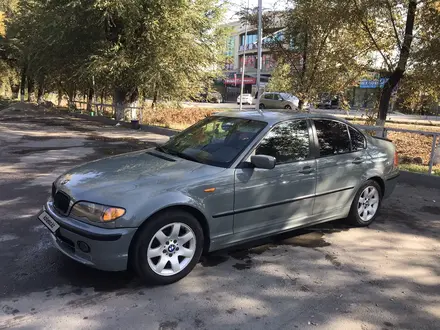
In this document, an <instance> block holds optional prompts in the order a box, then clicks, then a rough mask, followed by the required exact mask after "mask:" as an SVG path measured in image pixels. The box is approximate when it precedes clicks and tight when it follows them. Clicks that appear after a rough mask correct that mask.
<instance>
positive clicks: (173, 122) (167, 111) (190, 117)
mask: <svg viewBox="0 0 440 330" xmlns="http://www.w3.org/2000/svg"><path fill="white" fill-rule="evenodd" d="M214 112H218V110H214V109H205V108H159V109H151V108H150V107H147V108H144V110H143V116H142V123H143V124H147V125H155V126H162V127H167V128H174V129H179V130H181V129H185V128H187V127H188V126H191V125H192V124H194V123H196V122H198V121H199V120H201V119H203V118H205V117H207V116H209V115H211V114H213V113H214Z"/></svg>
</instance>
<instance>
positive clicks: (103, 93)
mask: <svg viewBox="0 0 440 330" xmlns="http://www.w3.org/2000/svg"><path fill="white" fill-rule="evenodd" d="M104 93H105V92H104V90H102V91H101V102H100V103H101V106H100V111H99V112H100V113H101V116H102V115H104V113H103V110H104V106H103V104H104V99H105V94H104Z"/></svg>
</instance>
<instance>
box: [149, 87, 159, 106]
mask: <svg viewBox="0 0 440 330" xmlns="http://www.w3.org/2000/svg"><path fill="white" fill-rule="evenodd" d="M158 97H159V92H158V91H157V90H155V91H154V95H153V102H151V109H154V108H155V107H156V105H157V100H158Z"/></svg>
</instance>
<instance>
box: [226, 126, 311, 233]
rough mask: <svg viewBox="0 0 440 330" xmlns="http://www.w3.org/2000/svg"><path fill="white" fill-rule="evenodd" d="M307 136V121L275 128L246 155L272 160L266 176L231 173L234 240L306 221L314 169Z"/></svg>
mask: <svg viewBox="0 0 440 330" xmlns="http://www.w3.org/2000/svg"><path fill="white" fill-rule="evenodd" d="M311 138H312V130H311V126H310V125H309V122H308V121H307V120H292V121H286V122H282V123H279V124H278V125H276V126H275V127H273V128H272V129H271V130H270V131H269V132H268V133H267V134H266V136H265V137H264V138H263V139H262V140H261V141H260V143H259V144H258V146H257V147H256V148H255V149H254V151H253V152H252V153H251V154H250V155H249V156H248V158H246V159H247V160H248V161H250V156H251V155H252V154H257V155H258V154H264V155H269V156H273V157H275V158H276V159H277V162H276V166H275V168H273V169H271V170H267V169H260V168H253V167H251V166H246V165H248V164H249V163H247V162H244V163H242V166H241V167H240V168H237V169H236V171H235V200H234V214H235V215H234V234H235V233H247V234H244V235H243V236H245V235H246V236H248V237H251V236H254V235H259V234H262V233H264V232H269V231H277V230H281V229H287V228H290V227H292V226H294V225H295V223H297V222H298V221H301V220H303V219H305V218H307V217H309V216H311V215H312V212H313V197H314V193H315V186H316V163H315V159H314V158H313V157H312V153H311V148H310V139H311Z"/></svg>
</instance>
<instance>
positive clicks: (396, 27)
mask: <svg viewBox="0 0 440 330" xmlns="http://www.w3.org/2000/svg"><path fill="white" fill-rule="evenodd" d="M385 2H386V5H387V8H388V12H389V14H390V19H391V24H393V30H394V35H395V37H396V42H397V47H399V50H400V49H401V48H402V42H401V41H400V37H399V33H398V32H397V27H396V20H395V19H394V14H393V7H392V6H391V3H390V1H389V0H385Z"/></svg>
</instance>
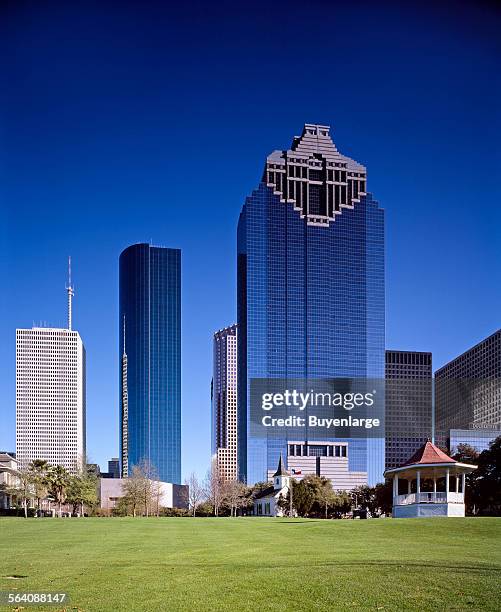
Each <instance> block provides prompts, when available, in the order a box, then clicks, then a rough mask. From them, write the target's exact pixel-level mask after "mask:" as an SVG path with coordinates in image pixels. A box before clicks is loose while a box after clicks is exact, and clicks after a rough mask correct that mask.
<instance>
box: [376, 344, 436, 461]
mask: <svg viewBox="0 0 501 612" xmlns="http://www.w3.org/2000/svg"><path fill="white" fill-rule="evenodd" d="M385 378H386V380H385V411H386V412H385V429H386V436H385V438H386V452H385V457H386V469H392V468H396V467H399V466H401V465H403V464H404V463H405V462H406V461H407V459H408V458H409V457H411V456H412V455H413V454H414V453H415V452H416V451H417V450H418V449H419V448H421V446H422V445H423V444H424V442H426V440H427V439H428V438H431V436H432V435H433V432H432V429H433V407H432V399H433V393H432V391H433V372H432V354H431V353H426V352H418V351H391V350H387V351H386V376H385Z"/></svg>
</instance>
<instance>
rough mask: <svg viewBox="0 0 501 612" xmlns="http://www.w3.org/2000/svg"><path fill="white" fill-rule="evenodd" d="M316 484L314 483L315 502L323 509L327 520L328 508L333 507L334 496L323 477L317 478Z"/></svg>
mask: <svg viewBox="0 0 501 612" xmlns="http://www.w3.org/2000/svg"><path fill="white" fill-rule="evenodd" d="M318 481H319V482H318V483H315V489H316V491H315V501H317V502H318V503H319V505H320V506H321V507H322V508H323V509H324V512H325V518H328V511H329V507H330V506H333V505H334V503H335V501H336V494H335V493H334V490H333V489H332V483H331V481H330V480H328V479H327V478H324V477H319V478H318Z"/></svg>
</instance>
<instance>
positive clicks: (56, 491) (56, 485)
mask: <svg viewBox="0 0 501 612" xmlns="http://www.w3.org/2000/svg"><path fill="white" fill-rule="evenodd" d="M47 481H48V484H49V490H50V492H51V494H52V495H53V496H54V499H55V500H56V502H57V503H58V506H59V516H61V513H62V510H61V506H62V503H63V501H64V498H65V494H66V489H67V488H68V485H69V482H70V475H69V473H68V472H67V471H66V469H65V468H64V467H63V466H62V465H56V467H50V468H49V470H48V472H47Z"/></svg>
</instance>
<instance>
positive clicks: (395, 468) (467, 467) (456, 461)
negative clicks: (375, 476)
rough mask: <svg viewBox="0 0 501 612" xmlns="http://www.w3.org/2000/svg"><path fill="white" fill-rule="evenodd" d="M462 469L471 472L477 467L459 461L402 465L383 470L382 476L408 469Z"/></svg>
mask: <svg viewBox="0 0 501 612" xmlns="http://www.w3.org/2000/svg"><path fill="white" fill-rule="evenodd" d="M452 466H454V467H464V468H468V469H472V470H476V469H477V468H478V465H472V464H471V463H461V462H460V461H453V462H449V461H447V462H441V463H411V464H410V465H404V466H402V467H399V468H392V469H391V470H385V471H384V473H383V476H386V474H396V473H398V472H405V471H407V470H409V469H410V468H416V469H417V468H421V467H452Z"/></svg>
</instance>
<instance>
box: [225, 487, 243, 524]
mask: <svg viewBox="0 0 501 612" xmlns="http://www.w3.org/2000/svg"><path fill="white" fill-rule="evenodd" d="M246 491H247V490H246V487H245V485H244V484H243V483H241V482H238V481H237V480H233V481H230V482H226V483H224V493H225V500H226V503H227V504H228V506H229V507H230V516H237V510H238V509H239V508H241V507H242V506H243V505H246V503H247V497H246Z"/></svg>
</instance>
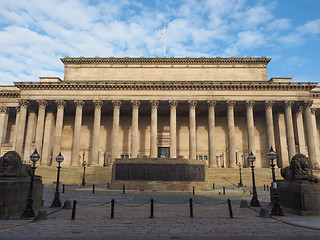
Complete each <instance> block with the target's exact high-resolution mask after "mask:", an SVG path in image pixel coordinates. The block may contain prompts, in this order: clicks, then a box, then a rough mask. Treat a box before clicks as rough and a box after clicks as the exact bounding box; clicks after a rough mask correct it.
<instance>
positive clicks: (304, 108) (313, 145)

AIM OF THE TASK:
Each record above is to be written out exactly; the pictures are not.

SOLUTION FOR THIS PROBLEM:
In this document, an <instance> block holds optional prompts in the order a box, then clicks, then a rough mask, followed by the required exact mask after "mask:" as an SVG path measured in image pixels. The box is approximate when it precedes clicks and tight when it follows them. Clicks that appear after a rough mask correct that mask.
<instance>
positive clicks: (173, 122) (167, 111) (190, 117)
mask: <svg viewBox="0 0 440 330" xmlns="http://www.w3.org/2000/svg"><path fill="white" fill-rule="evenodd" d="M214 112H218V110H214V109H205V108H159V109H151V108H150V107H147V108H144V110H143V116H142V123H143V124H147V125H155V126H162V127H167V128H174V129H179V130H181V129H185V128H187V127H188V126H191V125H192V124H194V123H196V122H198V121H199V120H201V119H203V118H205V117H207V116H209V115H211V114H213V113H214Z"/></svg>
</instance>
<instance>
positive clicks: (103, 93)
mask: <svg viewBox="0 0 440 330" xmlns="http://www.w3.org/2000/svg"><path fill="white" fill-rule="evenodd" d="M104 93H105V92H104V90H102V91H101V102H100V103H101V106H100V111H99V112H100V113H101V116H102V115H104V113H103V110H104V106H103V104H104V99H105V94H104Z"/></svg>
</instance>
<instance>
box: [149, 87, 159, 106]
mask: <svg viewBox="0 0 440 330" xmlns="http://www.w3.org/2000/svg"><path fill="white" fill-rule="evenodd" d="M158 97H159V92H158V91H157V90H155V91H154V95H153V102H151V109H154V108H155V107H156V105H157V100H158Z"/></svg>
</instance>
<instance>
box: [226, 126, 311, 233]
rough mask: <svg viewBox="0 0 440 330" xmlns="http://www.w3.org/2000/svg"><path fill="white" fill-rule="evenodd" d="M307 136V121L275 128L246 155L272 160L266 176L231 173L234 240L306 221L314 169Z"/></svg>
mask: <svg viewBox="0 0 440 330" xmlns="http://www.w3.org/2000/svg"><path fill="white" fill-rule="evenodd" d="M311 138H312V130H311V126H310V125H309V122H308V121H307V120H292V121H286V122H282V123H279V124H278V125H276V126H275V127H273V128H272V129H271V130H270V131H269V132H268V133H267V134H266V136H265V137H264V138H263V139H262V140H261V141H260V143H259V144H258V146H257V147H256V148H255V149H254V151H253V152H252V153H251V154H250V155H249V156H248V158H246V159H247V160H248V161H250V156H251V155H252V154H257V155H258V154H264V155H269V156H273V157H275V158H276V159H277V162H276V166H275V168H273V169H271V170H267V169H260V168H253V167H251V166H246V165H248V164H249V163H247V162H244V163H242V166H241V167H240V168H237V169H236V171H235V200H234V214H235V215H234V234H235V233H247V234H244V235H243V236H245V235H246V236H248V237H251V236H254V235H259V234H262V233H264V232H269V231H277V230H281V229H287V228H290V227H292V226H294V225H295V223H297V222H298V221H301V220H303V219H305V218H307V217H309V216H311V215H312V212H313V197H314V193H315V186H316V163H315V159H314V158H313V157H312V153H311V148H310V139H311Z"/></svg>
</instance>
<instance>
positive clicks: (396, 27)
mask: <svg viewBox="0 0 440 330" xmlns="http://www.w3.org/2000/svg"><path fill="white" fill-rule="evenodd" d="M385 2H386V5H387V8H388V12H389V14H390V19H391V24H393V30H394V35H395V37H396V42H397V47H399V50H400V49H401V48H402V42H401V41H400V37H399V33H398V32H397V27H396V20H395V19H394V14H393V7H392V6H391V3H390V1H389V0H385Z"/></svg>
</instance>
Each <instance> block provides prompts, when available, in the order a box, then clicks, then a rough mask. From them, write the target's exact pixel-level mask after "mask:" as an SVG path with coordinates in image pixels. A box before clicks is loose while a box after clicks is exact, and clicks after a rough mask correct that mask.
<instance>
box: [376, 344, 436, 461]
mask: <svg viewBox="0 0 501 612" xmlns="http://www.w3.org/2000/svg"><path fill="white" fill-rule="evenodd" d="M385 378H386V380H385V411H386V412H385V429H386V436H385V438H386V452H385V457H386V469H392V468H396V467H399V466H401V465H403V464H404V463H405V462H406V461H407V459H408V458H409V457H411V456H412V455H413V454H414V453H415V452H416V451H417V450H418V449H419V448H421V446H422V445H423V444H424V442H426V440H427V439H428V438H431V436H432V435H433V432H432V429H433V407H432V399H433V393H432V391H433V372H432V354H431V353H426V352H418V351H391V350H387V351H386V376H385Z"/></svg>
</instance>
<instance>
rough mask: <svg viewBox="0 0 501 612" xmlns="http://www.w3.org/2000/svg"><path fill="white" fill-rule="evenodd" d="M316 484L314 483L315 502L323 509L327 520L328 508L333 507L334 496L323 477L317 478Z"/></svg>
mask: <svg viewBox="0 0 501 612" xmlns="http://www.w3.org/2000/svg"><path fill="white" fill-rule="evenodd" d="M318 481H319V482H318V483H315V489H316V491H315V501H317V502H318V503H319V505H320V506H321V507H322V508H323V509H324V512H325V518H328V511H329V507H330V506H333V505H334V503H335V501H336V494H335V493H334V490H333V489H332V483H331V481H330V480H328V479H327V478H324V477H319V478H318Z"/></svg>
</instance>
<instance>
positive clicks: (56, 491) (56, 485)
mask: <svg viewBox="0 0 501 612" xmlns="http://www.w3.org/2000/svg"><path fill="white" fill-rule="evenodd" d="M47 481H48V484H49V490H50V492H51V494H52V495H53V496H54V499H55V500H56V502H57V503H58V506H59V516H61V513H62V510H61V506H62V503H63V501H64V498H65V494H66V489H67V488H68V485H69V482H70V475H69V473H68V472H67V471H66V469H65V468H64V467H63V466H62V465H56V467H50V468H49V470H48V472H47Z"/></svg>
</instance>
<instance>
positive clicks: (395, 468) (467, 467) (456, 461)
negative clicks: (375, 476)
rough mask: <svg viewBox="0 0 501 612" xmlns="http://www.w3.org/2000/svg"><path fill="white" fill-rule="evenodd" d="M462 469L471 472L477 467L459 461L402 465L383 470L382 476L408 469Z"/></svg>
mask: <svg viewBox="0 0 501 612" xmlns="http://www.w3.org/2000/svg"><path fill="white" fill-rule="evenodd" d="M452 466H454V467H464V468H468V469H472V470H476V469H477V468H478V465H472V464H471V463H461V462H460V461H453V462H449V461H447V462H441V463H411V464H410V465H404V466H402V467H399V468H392V469H391V470H385V471H384V473H383V476H386V474H396V473H398V472H405V471H407V470H409V469H410V468H416V469H417V468H421V467H452Z"/></svg>
</instance>
<instance>
box: [225, 487, 243, 524]
mask: <svg viewBox="0 0 501 612" xmlns="http://www.w3.org/2000/svg"><path fill="white" fill-rule="evenodd" d="M246 491H247V490H246V487H245V485H244V484H243V483H241V482H238V481H237V480H233V481H230V482H226V483H224V493H225V500H226V503H227V504H228V506H229V507H230V516H237V510H238V509H239V508H241V507H242V506H243V505H246V503H247V497H246Z"/></svg>
</instance>
Complete each <instance> block with the target's exact high-resolution mask after "mask:", an SVG path in image pixel coordinates. The block may contain prompts, in this order: clicks, then a box, then a rough mask. Treat a box before clicks as rough and a box after clicks as the exact bounding box; clicks after a rough mask correct it.
<instance>
positive clicks: (304, 108) (313, 145)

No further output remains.